Work to be completed: Print every line of the data below unchanged, keeping the original order.

--

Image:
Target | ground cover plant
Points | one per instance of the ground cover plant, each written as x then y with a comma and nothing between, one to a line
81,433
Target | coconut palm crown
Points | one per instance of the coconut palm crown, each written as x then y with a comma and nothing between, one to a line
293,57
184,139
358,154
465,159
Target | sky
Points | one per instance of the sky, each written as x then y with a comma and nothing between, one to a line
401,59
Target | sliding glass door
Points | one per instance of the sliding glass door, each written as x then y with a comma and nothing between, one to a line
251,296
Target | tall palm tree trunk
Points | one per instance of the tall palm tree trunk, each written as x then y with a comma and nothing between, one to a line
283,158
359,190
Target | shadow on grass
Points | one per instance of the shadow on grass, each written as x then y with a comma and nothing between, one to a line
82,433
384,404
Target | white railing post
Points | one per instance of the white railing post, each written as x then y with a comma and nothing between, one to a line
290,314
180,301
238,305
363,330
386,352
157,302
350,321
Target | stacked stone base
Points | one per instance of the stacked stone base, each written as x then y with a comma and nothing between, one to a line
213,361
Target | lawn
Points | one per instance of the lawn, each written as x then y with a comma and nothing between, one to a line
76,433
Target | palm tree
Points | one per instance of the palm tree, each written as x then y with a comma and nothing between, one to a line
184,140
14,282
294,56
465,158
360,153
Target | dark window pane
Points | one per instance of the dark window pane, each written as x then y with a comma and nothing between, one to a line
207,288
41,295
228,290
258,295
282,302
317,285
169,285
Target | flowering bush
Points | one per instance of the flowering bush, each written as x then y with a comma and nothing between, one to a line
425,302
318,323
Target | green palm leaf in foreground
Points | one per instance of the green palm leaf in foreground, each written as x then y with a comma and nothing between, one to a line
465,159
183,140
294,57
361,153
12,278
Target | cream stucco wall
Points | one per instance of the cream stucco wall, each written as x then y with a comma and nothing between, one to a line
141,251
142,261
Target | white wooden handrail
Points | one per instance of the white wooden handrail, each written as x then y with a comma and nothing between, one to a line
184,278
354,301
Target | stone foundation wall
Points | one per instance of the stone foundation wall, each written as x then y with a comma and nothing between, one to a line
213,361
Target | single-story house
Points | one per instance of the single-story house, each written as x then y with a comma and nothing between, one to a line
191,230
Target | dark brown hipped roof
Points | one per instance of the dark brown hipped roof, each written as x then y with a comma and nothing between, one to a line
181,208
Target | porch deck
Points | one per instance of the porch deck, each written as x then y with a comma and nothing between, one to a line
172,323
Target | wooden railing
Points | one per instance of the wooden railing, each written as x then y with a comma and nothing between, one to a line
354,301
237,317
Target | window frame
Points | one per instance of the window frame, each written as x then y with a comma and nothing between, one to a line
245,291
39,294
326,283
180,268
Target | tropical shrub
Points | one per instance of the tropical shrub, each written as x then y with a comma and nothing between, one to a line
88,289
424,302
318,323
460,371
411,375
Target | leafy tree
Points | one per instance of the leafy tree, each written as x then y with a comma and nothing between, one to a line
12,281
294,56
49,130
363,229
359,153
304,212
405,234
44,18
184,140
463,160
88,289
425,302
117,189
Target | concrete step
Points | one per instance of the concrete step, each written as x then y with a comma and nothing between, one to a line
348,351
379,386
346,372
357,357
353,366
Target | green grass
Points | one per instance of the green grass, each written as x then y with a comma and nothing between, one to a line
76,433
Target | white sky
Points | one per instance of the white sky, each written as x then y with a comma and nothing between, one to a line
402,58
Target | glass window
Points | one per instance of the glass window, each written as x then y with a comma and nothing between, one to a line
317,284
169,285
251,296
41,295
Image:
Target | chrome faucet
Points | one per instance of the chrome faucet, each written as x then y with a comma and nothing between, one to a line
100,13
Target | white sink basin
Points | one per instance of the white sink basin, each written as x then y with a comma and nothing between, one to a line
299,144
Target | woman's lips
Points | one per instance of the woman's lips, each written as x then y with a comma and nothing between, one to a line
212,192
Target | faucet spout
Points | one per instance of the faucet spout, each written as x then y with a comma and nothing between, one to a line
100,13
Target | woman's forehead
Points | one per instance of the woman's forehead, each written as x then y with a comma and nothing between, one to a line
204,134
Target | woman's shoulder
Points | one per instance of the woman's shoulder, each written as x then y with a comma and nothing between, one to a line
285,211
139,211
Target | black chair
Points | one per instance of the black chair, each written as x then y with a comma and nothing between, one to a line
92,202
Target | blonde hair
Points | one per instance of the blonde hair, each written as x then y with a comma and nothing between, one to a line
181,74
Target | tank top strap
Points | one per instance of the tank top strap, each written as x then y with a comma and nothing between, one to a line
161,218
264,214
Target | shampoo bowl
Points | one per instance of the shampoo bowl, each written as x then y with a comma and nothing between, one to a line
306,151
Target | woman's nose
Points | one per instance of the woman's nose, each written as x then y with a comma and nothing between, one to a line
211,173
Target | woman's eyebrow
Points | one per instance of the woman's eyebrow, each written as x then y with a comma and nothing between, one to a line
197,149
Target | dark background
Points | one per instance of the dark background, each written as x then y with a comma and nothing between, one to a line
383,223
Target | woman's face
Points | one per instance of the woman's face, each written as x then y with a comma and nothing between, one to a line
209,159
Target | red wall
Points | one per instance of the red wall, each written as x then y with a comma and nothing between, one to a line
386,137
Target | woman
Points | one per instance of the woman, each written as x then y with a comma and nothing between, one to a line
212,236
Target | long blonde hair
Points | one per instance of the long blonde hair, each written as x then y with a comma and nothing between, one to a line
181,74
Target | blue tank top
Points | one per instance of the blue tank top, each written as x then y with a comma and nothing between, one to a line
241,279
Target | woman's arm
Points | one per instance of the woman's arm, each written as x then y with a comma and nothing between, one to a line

--

Output for this exercise:
Image:
Target | ground cover plant
Points | one per instance of the ground cover plant, each written as x then y with a comma and nothing between, one to a line
81,433
Target | coconut palm crown
Points | one per instance of the coconut palm crown, each written as x then y with a comma and nothing between, one to a line
293,57
184,139
358,154
465,159
Target | sky
Points | one per instance of the sky, each written as x then y with a comma and nothing between, one to a line
401,59
Target | sliding glass door
Points | one per instance of the sliding glass door, each written as x then y with a comma and nothing between, one to a line
251,296
Target | tall palm tree trunk
Points | one per instance of the tall palm tree trunk, each written as x then y with a comma and nothing between, one to a line
283,158
359,190
Target | shadow on grass
Points | one per instance of the shadow on grass, each written as x then y with a comma and nothing between, one to a line
82,433
384,404
Target | white railing post
Points | one per instance of the white railing post, each written as x then y with a comma and nothing between, one to a line
290,314
180,301
238,305
363,330
386,352
157,302
350,321
Target | stacked stone base
Points | one per instance of the stacked stone base, each written as x then y with a comma and nothing between, one to a line
213,361
Target | lawn
Points | one per instance of the lawn, each written as x then y with a comma and nothing between, one to a line
76,433
Target | palm tree
Points | one per instance of the palm tree, each written as x then y with a comma and nothing between, one to a line
184,140
14,282
294,56
465,158
360,153
Target | dark window pane
Points | one per instance of the dark window pane, each written as x then y with a comma and nothing between, one to a line
207,288
41,295
228,290
258,295
282,302
317,285
169,285
Target | flowering bush
Points | one per instance of the flowering bush, each written as x then y with a comma and nothing between, one to a line
425,302
318,323
Target | green palm leaf in foreground
Points | one per instance of the green palm leaf in foreground, each written as x then y with a comma and nothing between, one to a line
465,159
183,140
294,57
361,153
12,278
Target | cream stucco wall
Points | one per instance of the cream stucco wall, each written as x then y with a comma and nothing between, one to a line
141,251
142,261
Target | white wooden handrail
Points | one per instance of the white wooden handrail, each written as x then y with a comma and nothing between, one to a line
184,278
354,301
Target | stone foundation wall
Points | one per instance of the stone foundation wall, each written as x then y with a comma and nothing between, one to a line
213,361
Target | single-story house
Points | one per instance of the single-story house, each written as x then y with a comma and nothing between, one to a line
191,230
Target | dark brown hipped roof
Points | one per instance of the dark brown hipped roof, each written as x then y with a comma and nothing between, one to a line
181,208
Target | porch deck
Points | one per instance of the porch deck, each written as x then y with a comma and nothing between, one to a line
172,323
Target | wooden railing
Points | one per instance of the wooden railing, each written as x then y with a comma and nothing between, one to a line
354,301
237,317
Target | window frame
Points | one per instance of the window frame, each written as x then y with a comma and nothing between, one to a line
245,291
39,294
326,283
180,268
Target | tropical shrub
Points | one per instance of the tropical shrub, each written as x then y with a comma and nothing between, one to a line
88,289
424,302
318,323
460,371
411,375
Target | leafy tree
Points | one per instance of the leafy tree, each written as x then y with a comma and nothing between, one to a line
12,281
294,56
49,130
363,229
359,153
304,212
405,234
44,18
184,140
463,160
88,289
425,302
117,189
Target | concrete step
Points | one per instance of the concrete step, each written as x then y with a comma and nothing between, one to a line
348,351
379,386
346,372
357,357
353,366
Target | green grass
Points | one per instance of the green grass, each written as x then y with a comma and nothing between, one to a line
76,433
Target | white sky
Points | one per instance of the white sky, each written as x then y with a comma and nothing between, one to a line
402,58
Target | glass window
Points | one per instance of the glass window, each written as x then y with a comma and nothing between, one to a line
317,284
169,285
251,296
41,295
Image:
Target | chrome faucet
Points | one per instance of the chrome faucet, each written as x then y with a comma and nothing between, one to a line
100,13
Target | white sink basin
Points | one per instance of the white sink basin, each written as x then y with a comma and nothing between, one to a line
299,144
Target | woman's lips
Points | one per instance of the woman's lips, each written as x then y with a comma and nothing between, one to a line
212,192
Target | faucet spout
Points | one per instance of the faucet spout, each written as x then y with a comma and nothing between, one to a line
100,13
Target | woman's forehead
Points | one per instance of the woman's forehead, each written as x then y with a comma and nothing between, one to a line
204,134
Target | woman's shoulder
Points | one per instance of the woman's shoulder, each written as x then y with a comma and nothing between, one to a line
285,211
139,211
Target | black chair
Points | one per instance of the black chair, each written as x then y with a comma and nothing between, one to a line
92,202
Target | blonde hair
Points | one per instance of the blonde hair, each written as x then y with a comma and nothing between, one to a line
181,74
Target | tank top strap
Points | one per instance of the tank top strap, each written as x then y with a comma and nothing between, one to a line
161,218
264,214
Target | shampoo bowl
Points | one per instance of the shampoo bowl, each written as x then y with a comma and nothing between, one to a line
306,151
Target | woman's nose
Points | one per instance of the woman's nose, each written as x then y with a comma and nothing between, one to a line
211,173
Target | woman's eyebrow
Points | one per instance of the woman's eyebrow, each written as x then y with a comma and nothing between, one to a line
197,149
Target | dark background
Points | one per instance of the dark background, each written as x then y with a comma and nothing between, one to a line
383,223
Target | woman's face
Points | one per instance of the woman's face, each written as x then y with a comma and nothing between, one to a line
209,159
Target | red wall
Points | one per instance of the red wall, each written as x then y with a comma and nothing between, one to a line
386,137
Target | woman
Points | one per instance of the woman, each written as x then y with a comma and nothing between, one to a line
212,236
Target | long blonde hair
Points | one per instance of the long blonde hair, each written as x then y with a comma and nothing between, one to a line
181,74
Target | blue tank top
Points | one per instance of the blue tank top, each written as x then y with a comma and nothing between, one to a line
241,279
Target | woman's arm
Points | one per instance of the woman's arm, each written as x then y with a comma and nothing between, one to a line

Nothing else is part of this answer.